Alep, Mous­soul, Syrte… Les villes mar­tyres d’une guerre déchi­rant toute une région font le compte dra­ma­tique de la souf­france des popu­la­tions. L’Alterpresse publie un témoi­gnage poi­gnant et ter­rible sur la situa­tion dans les quar­tiers Est d’Alep, bom­bar­dés par l’aviation de Bachar El Assad épau­lée par la Russie.

De nom­breux médias font état des effets ter­ri­fiants sur la popu­la­tion d’Alep et ils font ain­si leur tra­vail d’informateur. Mais pour­quoi ne le font-il pas autant et de la même manière, pour Mos­soul ou d’autres villes assié­gées et qui sont en train d’être recon­quises avec l’appui entre autres de l’aviation fran­çaise. Nos bombes seraient-elles plus « gen­tilles » que les bombes russes ? Sommes-nous, Fran­çais, en train de bom­bar­der avec des sucres d’orge innof­fen­sifs ? Evi­dem­ment non. A Mos­soul comme à Alep, la popu­la­tion, enfants, femmes, hommes, vieillards, subissent une guerre qui , comme toute les guerres, est sale et meurtrière.

Il faut arrê­ter d’urgence ces guerres qui détruisent tout et ne règlent rien, nous le voyons depuis le début des conflits dans les­quels les puis­sances occi­den­tales défendent cha­cune ses inté­rêts propres au détri­ment des popu­la­tions. Et régler la situa­tion par la voie diplo­ma­tique qui, tôt ou tard, sera le moyen de s’en sor­tir. Il vau­drait mieux tôt que tard.

Nous publions ce texte en sou­tien à tous les peuples oppri­més qui doivent vivre à chaque ins­tant sous la menace d’une bombe ou d’un obus fra­cas­sant jour après jour, des mil­liers de vie…

Michel Mul­ler

Alep, la martyre…

Avril 201 1, un mois après le début de la révo­lu­tion à Deraa au sud de Damas, je suis par­ti à Alep cher­cher les rai­sons pour les­quelles ce mou­ve­ment révo­lu­tion­naire n’était pas très dyna­mique là-bas, alors que des villes comme Homs, Banias, et cer­tains endroits comme la ban­lieue de Damas, comme Deir Ezzor ou Idleb, étaient déjà en action. Quant à Alep c’était le silence total, inexpliqué !

En arri­vant à Alep, j’ai ren­con­tré un groupe d’amis que j’avais connus lorsque j’ai été empri­son­né pour des rai­sons poli­tiques et pen­dant mon ser­vice militaire.

EXTRAITS DE DONNÉES |
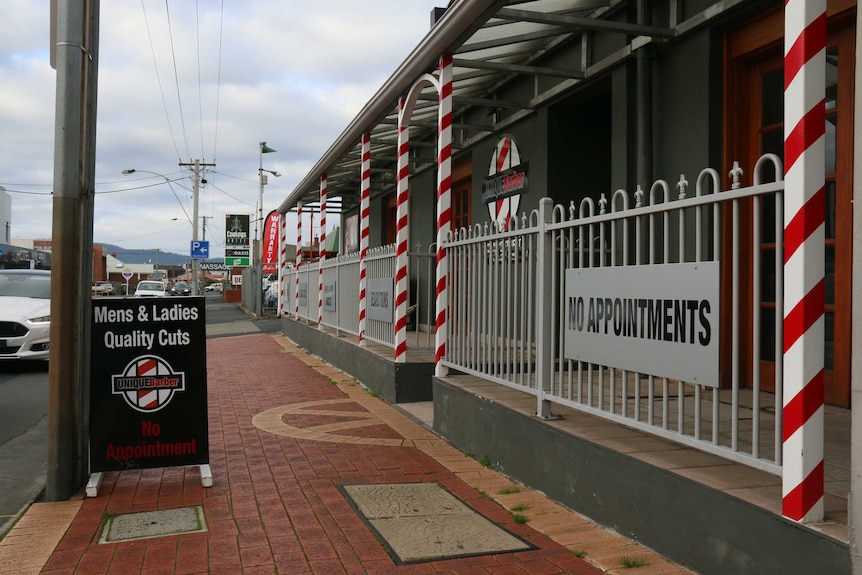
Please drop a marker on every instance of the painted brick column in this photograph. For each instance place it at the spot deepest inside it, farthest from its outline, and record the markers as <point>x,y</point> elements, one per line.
<point>402,236</point>
<point>322,248</point>
<point>298,257</point>
<point>364,226</point>
<point>444,210</point>
<point>804,233</point>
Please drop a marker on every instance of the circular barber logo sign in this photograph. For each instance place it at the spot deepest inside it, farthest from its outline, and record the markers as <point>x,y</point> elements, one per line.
<point>148,383</point>
<point>505,156</point>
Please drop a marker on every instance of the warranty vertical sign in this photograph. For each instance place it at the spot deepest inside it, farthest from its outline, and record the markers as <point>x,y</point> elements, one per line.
<point>148,396</point>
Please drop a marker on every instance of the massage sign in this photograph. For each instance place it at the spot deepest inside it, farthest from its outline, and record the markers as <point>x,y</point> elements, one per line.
<point>148,396</point>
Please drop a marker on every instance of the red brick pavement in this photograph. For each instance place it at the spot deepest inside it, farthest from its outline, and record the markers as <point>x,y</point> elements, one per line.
<point>275,506</point>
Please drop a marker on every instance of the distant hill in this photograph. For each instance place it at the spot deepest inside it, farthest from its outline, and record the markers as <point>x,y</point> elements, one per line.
<point>131,256</point>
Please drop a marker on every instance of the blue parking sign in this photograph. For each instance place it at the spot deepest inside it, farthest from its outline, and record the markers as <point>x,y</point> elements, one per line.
<point>200,249</point>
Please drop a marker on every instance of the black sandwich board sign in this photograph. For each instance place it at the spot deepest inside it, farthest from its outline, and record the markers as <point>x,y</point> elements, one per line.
<point>148,390</point>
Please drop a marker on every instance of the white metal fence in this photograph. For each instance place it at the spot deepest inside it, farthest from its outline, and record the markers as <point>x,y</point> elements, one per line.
<point>507,312</point>
<point>341,294</point>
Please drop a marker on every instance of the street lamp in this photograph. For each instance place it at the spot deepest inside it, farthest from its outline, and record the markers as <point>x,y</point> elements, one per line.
<point>258,252</point>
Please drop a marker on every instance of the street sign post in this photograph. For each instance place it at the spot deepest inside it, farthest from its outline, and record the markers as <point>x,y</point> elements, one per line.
<point>200,249</point>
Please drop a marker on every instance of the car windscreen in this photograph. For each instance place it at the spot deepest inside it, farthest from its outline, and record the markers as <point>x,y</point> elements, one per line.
<point>25,285</point>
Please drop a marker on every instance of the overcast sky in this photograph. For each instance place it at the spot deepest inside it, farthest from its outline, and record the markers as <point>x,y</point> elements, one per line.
<point>182,80</point>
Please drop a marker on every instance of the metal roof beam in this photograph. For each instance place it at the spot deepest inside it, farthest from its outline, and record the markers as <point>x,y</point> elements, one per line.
<point>581,23</point>
<point>518,68</point>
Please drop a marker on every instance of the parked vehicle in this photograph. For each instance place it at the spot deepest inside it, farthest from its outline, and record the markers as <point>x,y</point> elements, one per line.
<point>25,313</point>
<point>150,288</point>
<point>103,288</point>
<point>181,288</point>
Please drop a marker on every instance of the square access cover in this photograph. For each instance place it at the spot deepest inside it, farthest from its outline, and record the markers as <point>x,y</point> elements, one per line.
<point>425,522</point>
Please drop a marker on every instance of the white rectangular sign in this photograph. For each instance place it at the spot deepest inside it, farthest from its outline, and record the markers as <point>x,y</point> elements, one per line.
<point>659,320</point>
<point>329,294</point>
<point>380,302</point>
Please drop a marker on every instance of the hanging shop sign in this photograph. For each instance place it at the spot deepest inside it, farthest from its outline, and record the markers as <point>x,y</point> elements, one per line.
<point>507,180</point>
<point>148,391</point>
<point>659,320</point>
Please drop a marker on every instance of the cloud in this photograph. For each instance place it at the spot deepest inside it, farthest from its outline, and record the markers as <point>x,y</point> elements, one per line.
<point>195,82</point>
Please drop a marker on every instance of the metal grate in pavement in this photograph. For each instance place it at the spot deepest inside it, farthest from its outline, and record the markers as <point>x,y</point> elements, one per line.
<point>425,522</point>
<point>146,524</point>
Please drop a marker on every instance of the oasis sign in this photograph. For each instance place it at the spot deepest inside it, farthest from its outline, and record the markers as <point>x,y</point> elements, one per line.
<point>659,320</point>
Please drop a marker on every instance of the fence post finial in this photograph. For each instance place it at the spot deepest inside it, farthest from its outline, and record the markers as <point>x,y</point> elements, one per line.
<point>682,186</point>
<point>735,174</point>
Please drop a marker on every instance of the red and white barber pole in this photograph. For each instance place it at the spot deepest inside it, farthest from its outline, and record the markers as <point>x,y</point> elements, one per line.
<point>505,156</point>
<point>804,233</point>
<point>322,251</point>
<point>401,238</point>
<point>444,209</point>
<point>364,226</point>
<point>298,256</point>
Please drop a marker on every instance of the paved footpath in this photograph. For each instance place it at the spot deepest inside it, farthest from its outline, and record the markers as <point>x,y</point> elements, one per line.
<point>286,430</point>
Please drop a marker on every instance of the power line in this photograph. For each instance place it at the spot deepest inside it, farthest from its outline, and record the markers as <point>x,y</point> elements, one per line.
<point>177,82</point>
<point>159,80</point>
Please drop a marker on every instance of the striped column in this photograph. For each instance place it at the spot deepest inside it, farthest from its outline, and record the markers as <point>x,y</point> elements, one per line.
<point>364,225</point>
<point>804,233</point>
<point>322,247</point>
<point>401,235</point>
<point>282,264</point>
<point>444,209</point>
<point>298,256</point>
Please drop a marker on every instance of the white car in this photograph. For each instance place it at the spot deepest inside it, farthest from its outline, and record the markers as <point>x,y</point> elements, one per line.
<point>25,314</point>
<point>150,288</point>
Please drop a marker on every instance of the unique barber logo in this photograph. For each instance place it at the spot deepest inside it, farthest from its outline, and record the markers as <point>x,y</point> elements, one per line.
<point>148,383</point>
<point>505,183</point>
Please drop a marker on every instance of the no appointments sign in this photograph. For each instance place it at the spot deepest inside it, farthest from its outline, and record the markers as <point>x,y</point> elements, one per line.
<point>148,391</point>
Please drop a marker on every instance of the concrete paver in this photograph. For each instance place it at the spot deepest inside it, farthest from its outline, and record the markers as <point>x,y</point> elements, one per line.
<point>275,506</point>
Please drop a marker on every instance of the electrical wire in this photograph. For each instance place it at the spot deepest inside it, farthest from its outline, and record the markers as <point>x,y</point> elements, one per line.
<point>177,81</point>
<point>218,81</point>
<point>159,80</point>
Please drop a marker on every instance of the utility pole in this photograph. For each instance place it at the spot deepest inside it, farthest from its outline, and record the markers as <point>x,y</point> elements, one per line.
<point>195,192</point>
<point>74,53</point>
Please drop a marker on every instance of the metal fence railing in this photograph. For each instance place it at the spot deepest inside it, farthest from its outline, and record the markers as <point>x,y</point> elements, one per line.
<point>515,296</point>
<point>340,301</point>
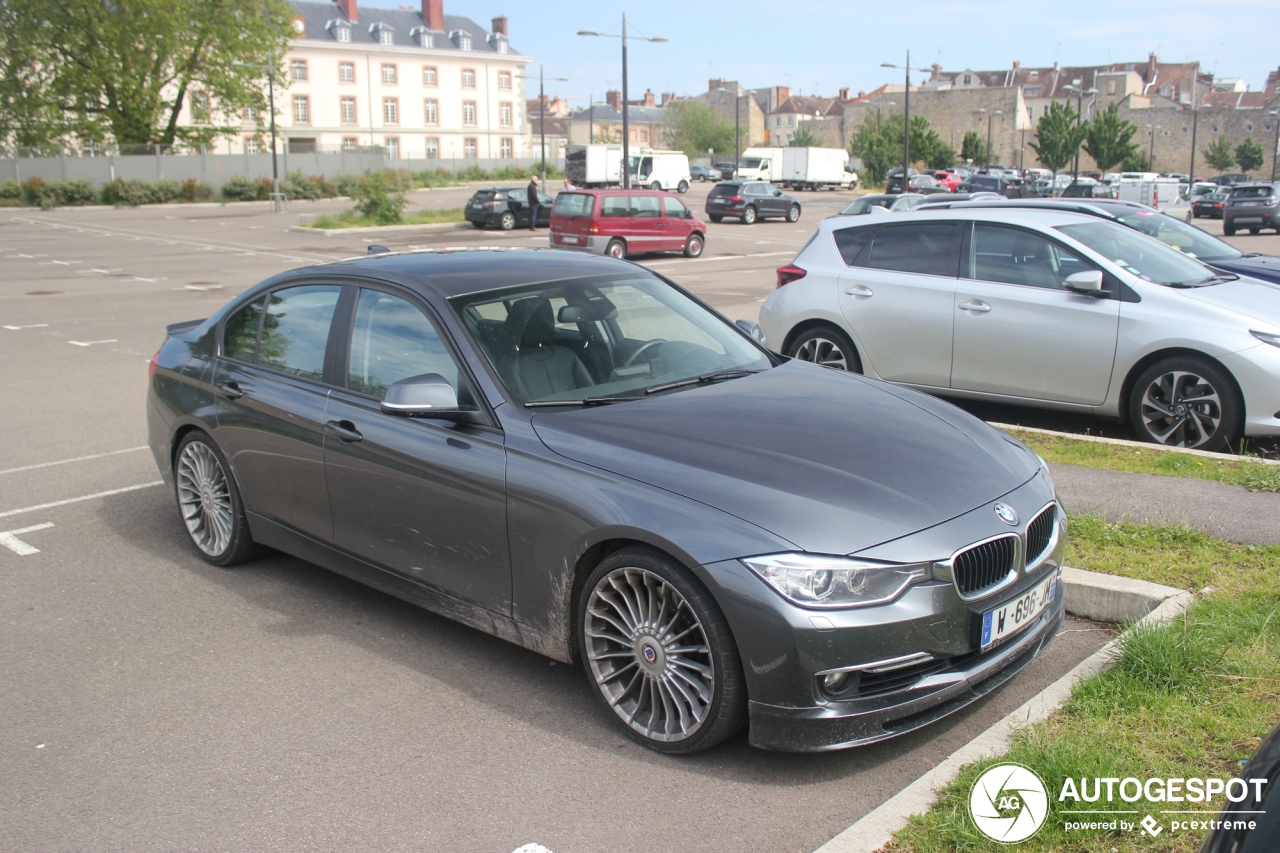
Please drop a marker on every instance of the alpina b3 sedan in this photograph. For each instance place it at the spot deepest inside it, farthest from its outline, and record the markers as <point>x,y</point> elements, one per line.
<point>576,455</point>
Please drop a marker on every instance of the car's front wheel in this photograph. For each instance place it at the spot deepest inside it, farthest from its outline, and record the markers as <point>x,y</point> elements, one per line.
<point>1187,402</point>
<point>210,502</point>
<point>661,653</point>
<point>826,346</point>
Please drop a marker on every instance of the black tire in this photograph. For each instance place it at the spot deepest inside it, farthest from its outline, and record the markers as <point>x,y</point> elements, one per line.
<point>650,570</point>
<point>238,546</point>
<point>827,346</point>
<point>1214,418</point>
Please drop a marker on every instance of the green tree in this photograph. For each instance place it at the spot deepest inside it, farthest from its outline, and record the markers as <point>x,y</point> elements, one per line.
<point>1219,155</point>
<point>1249,155</point>
<point>1110,138</point>
<point>124,69</point>
<point>693,127</point>
<point>1057,137</point>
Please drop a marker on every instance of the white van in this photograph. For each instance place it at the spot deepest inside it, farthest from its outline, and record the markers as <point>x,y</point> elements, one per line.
<point>661,170</point>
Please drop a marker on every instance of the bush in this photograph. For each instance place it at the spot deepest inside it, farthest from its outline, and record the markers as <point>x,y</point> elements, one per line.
<point>379,197</point>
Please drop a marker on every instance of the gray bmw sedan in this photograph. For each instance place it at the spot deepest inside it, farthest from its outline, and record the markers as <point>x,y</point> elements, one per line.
<point>576,455</point>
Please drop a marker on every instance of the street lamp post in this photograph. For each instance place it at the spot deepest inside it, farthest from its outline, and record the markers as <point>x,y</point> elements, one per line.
<point>626,126</point>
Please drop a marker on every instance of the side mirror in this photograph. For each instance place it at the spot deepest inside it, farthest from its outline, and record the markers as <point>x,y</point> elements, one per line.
<point>424,396</point>
<point>1089,282</point>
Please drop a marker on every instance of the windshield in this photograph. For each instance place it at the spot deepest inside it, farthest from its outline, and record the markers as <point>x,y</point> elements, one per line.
<point>600,337</point>
<point>1176,233</point>
<point>1139,255</point>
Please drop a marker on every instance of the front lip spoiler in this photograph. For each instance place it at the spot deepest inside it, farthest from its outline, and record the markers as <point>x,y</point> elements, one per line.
<point>841,725</point>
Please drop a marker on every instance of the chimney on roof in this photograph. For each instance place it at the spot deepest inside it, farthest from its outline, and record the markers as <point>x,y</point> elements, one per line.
<point>433,14</point>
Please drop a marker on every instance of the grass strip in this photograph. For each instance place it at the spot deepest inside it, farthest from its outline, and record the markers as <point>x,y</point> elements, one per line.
<point>1185,699</point>
<point>1244,471</point>
<point>348,219</point>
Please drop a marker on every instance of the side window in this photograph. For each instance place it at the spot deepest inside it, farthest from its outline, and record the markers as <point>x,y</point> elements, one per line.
<point>1014,256</point>
<point>851,241</point>
<point>932,249</point>
<point>392,340</point>
<point>240,332</point>
<point>296,329</point>
<point>645,206</point>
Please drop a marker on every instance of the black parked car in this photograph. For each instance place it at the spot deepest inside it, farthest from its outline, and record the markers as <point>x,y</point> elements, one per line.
<point>1253,206</point>
<point>575,455</point>
<point>750,200</point>
<point>506,208</point>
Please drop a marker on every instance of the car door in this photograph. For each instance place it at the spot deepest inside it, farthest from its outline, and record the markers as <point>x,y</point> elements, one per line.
<point>1020,332</point>
<point>272,402</point>
<point>897,297</point>
<point>421,497</point>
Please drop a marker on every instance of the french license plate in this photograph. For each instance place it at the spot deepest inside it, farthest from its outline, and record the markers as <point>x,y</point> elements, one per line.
<point>1015,615</point>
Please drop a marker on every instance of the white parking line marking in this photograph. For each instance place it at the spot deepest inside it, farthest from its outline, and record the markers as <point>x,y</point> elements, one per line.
<point>9,539</point>
<point>83,497</point>
<point>78,459</point>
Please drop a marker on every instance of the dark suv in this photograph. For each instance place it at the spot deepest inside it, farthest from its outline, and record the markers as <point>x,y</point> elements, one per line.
<point>750,200</point>
<point>506,208</point>
<point>1253,206</point>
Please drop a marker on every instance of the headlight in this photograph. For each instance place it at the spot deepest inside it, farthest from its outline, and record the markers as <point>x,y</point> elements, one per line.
<point>1266,337</point>
<point>817,580</point>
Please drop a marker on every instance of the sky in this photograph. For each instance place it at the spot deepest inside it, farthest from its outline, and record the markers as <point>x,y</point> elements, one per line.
<point>817,46</point>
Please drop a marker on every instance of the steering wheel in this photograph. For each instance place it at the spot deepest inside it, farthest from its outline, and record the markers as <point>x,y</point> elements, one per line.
<point>645,347</point>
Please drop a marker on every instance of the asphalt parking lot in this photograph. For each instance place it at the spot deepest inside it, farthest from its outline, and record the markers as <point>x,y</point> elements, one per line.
<point>154,702</point>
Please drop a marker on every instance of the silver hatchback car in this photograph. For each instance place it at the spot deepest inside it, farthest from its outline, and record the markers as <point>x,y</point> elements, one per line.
<point>1038,309</point>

EXERCICE COURT 1 |
Répondez aux questions suivantes d'après le texte sur Alep :
(a) Quelle aviation bombarde les quartiers Est d'Alep ?
(b) Quelle voie sera, tôt ou tard, le moyen de s'en sortir ?
(c) Dans quelle ville la révolution a-t-elle débuté ?
EXERCICE COURT 2 | Reproduisez à l'identique le segment du texte sur Alep qui va de « Avril 201 1, un » jusqu'à « mon ser­vice militaire. ».
Appuyez-vous uniquement sur le texte présenté, sans recourir aux enregistrements.

RÉPONSE COMPLÈTE 1 |
(a) L'aviation de Bachar El Assad, épaulée par la Russie.
(b) La voie diplomatique.
(c) À Deraa, au sud de Damas.

RÉPONSE COMPLÈTE 2 |
Avril 201 1, un mois après le début de la révo­lu­tion à Deraa au sud de Damas, je suis par­ti à Alep cher­cher les rai­sons pour les­quelles ce mou­ve­ment révo­lu­tion­naire n’était pas très dyna­mique là-bas, alors que des villes comme Homs, Banias, et cer­tains endroits comme la ban­lieue de Damas, comme Deir Ezzor ou Idleb, étaient déjà en action. Quant à Alep c’était le silence total, inexpliqué !

En arri­vant à Alep, j’ai ren­con­tré un groupe d’amis que j’avais connus lorsque j’ai été empri­son­né pour des rai­sons poli­tiques et pen­dant mon ser­vice militaire.